=== REQUIREMENTS ===
Please copy out the items below, switching every "innermost" to "central" and leaving everything else unchanged.

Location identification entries
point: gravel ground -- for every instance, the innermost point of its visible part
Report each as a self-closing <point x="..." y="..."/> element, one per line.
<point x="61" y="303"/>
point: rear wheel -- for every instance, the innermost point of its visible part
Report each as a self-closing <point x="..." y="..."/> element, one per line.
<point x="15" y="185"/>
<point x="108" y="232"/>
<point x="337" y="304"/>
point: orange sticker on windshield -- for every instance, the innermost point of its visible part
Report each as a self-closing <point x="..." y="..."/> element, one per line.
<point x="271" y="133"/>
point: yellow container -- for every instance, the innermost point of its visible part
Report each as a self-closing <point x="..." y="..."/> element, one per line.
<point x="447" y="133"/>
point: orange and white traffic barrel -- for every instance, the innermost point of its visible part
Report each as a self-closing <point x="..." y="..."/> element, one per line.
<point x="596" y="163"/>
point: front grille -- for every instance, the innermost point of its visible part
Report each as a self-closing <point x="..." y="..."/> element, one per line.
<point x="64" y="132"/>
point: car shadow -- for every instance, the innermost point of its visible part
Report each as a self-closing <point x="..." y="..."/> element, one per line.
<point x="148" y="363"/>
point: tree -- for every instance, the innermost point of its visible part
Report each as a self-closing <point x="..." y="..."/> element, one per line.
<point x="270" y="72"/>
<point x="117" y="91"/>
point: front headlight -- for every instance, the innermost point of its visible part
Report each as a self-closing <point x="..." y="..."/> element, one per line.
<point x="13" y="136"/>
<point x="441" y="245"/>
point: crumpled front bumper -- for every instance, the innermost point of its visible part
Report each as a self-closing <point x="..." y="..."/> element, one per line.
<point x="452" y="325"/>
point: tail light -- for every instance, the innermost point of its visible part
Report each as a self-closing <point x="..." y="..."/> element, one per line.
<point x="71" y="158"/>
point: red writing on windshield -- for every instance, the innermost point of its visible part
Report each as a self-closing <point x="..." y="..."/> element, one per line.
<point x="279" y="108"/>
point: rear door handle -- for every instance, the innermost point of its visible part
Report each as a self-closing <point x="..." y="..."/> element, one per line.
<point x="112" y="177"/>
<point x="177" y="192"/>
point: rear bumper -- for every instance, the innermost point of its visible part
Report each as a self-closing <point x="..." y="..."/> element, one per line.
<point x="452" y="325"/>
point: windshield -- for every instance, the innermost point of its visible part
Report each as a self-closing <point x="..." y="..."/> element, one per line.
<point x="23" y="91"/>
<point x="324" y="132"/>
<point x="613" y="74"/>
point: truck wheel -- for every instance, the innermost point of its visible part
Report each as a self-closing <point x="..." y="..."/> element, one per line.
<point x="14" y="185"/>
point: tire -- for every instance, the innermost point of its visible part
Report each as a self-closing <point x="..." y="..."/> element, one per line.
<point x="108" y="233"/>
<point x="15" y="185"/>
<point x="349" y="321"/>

=== TASK RESPONSE ===
point: gravel ground -- for every instance, the central point of its visible part
Report each as a self-closing <point x="..." y="..."/> element, one per line.
<point x="61" y="303"/>
point: rear wheel -- for every instance, the central point of its visible part
Report each as a self-closing <point x="..." y="..."/> element, one per line.
<point x="15" y="185"/>
<point x="108" y="232"/>
<point x="337" y="304"/>
point: orange sticker on windshield -- for every instance, the central point of its visible part
Report each as a self-closing <point x="..." y="..."/> element, one per line.
<point x="271" y="133"/>
point: yellow container -- for every instance, the central point of its visible part
Report each as a self-closing <point x="..." y="..."/> element, one per line.
<point x="447" y="133"/>
point: orange and white traffic barrel -- for every instance, the central point of its visible part
Report each as a self-closing <point x="..." y="..."/> element, one per line.
<point x="596" y="163"/>
point: front grille -- for every instance, the central point of its visible part
Report each as a self-closing <point x="..." y="..."/> element, one per line.
<point x="64" y="132"/>
point: car shadow -- for every instance, the central point of its visible part
Report each as a self-closing <point x="..." y="..."/> element, one per line.
<point x="148" y="363"/>
point: tree -- for every instance, the central point of its visible part
Report each as a self-closing <point x="..." y="..."/> element, one per line.
<point x="270" y="72"/>
<point x="117" y="91"/>
point: front headlight -- for every instance, the central point of its visible part
Report each as a self-closing <point x="..." y="..."/> element, one per line.
<point x="13" y="136"/>
<point x="441" y="245"/>
point: crumpled front bumper -- for every instance, the central point of its visible part
Report each as a self-closing <point x="..." y="..."/> element, one per line.
<point x="452" y="325"/>
point: tail light -- for every instance, the central point of its visible part
Report each as a self-closing <point x="..." y="..."/> element, one per line.
<point x="71" y="158"/>
point: red writing on windshield -- for every instance, the central point of its visible part
Report each as a self-closing <point x="..." y="..."/> element, one per line.
<point x="279" y="108"/>
point: rear door handle -- for every instance, the central point of its visible part
Report each as a self-closing <point x="..." y="..."/> element, one per line.
<point x="112" y="177"/>
<point x="177" y="192"/>
point: rear bumper -- for every instance, the central point of its visible part
Report each as a self-closing <point x="..." y="..."/> element, one per line.
<point x="452" y="325"/>
point: windshield -- for every instance, the central point of its visible part
Report each as a self-closing <point x="..." y="..."/> element, one per line.
<point x="23" y="91"/>
<point x="324" y="132"/>
<point x="613" y="74"/>
point: truck wheel -- for every instance, the central point of its visible part
Report each as a self-closing <point x="..." y="..."/> element, one per line.
<point x="14" y="185"/>
point: tire -- for every instance, the central point of its visible part
Report each as a self-closing <point x="..." y="..."/> element, one per line.
<point x="108" y="233"/>
<point x="15" y="185"/>
<point x="349" y="321"/>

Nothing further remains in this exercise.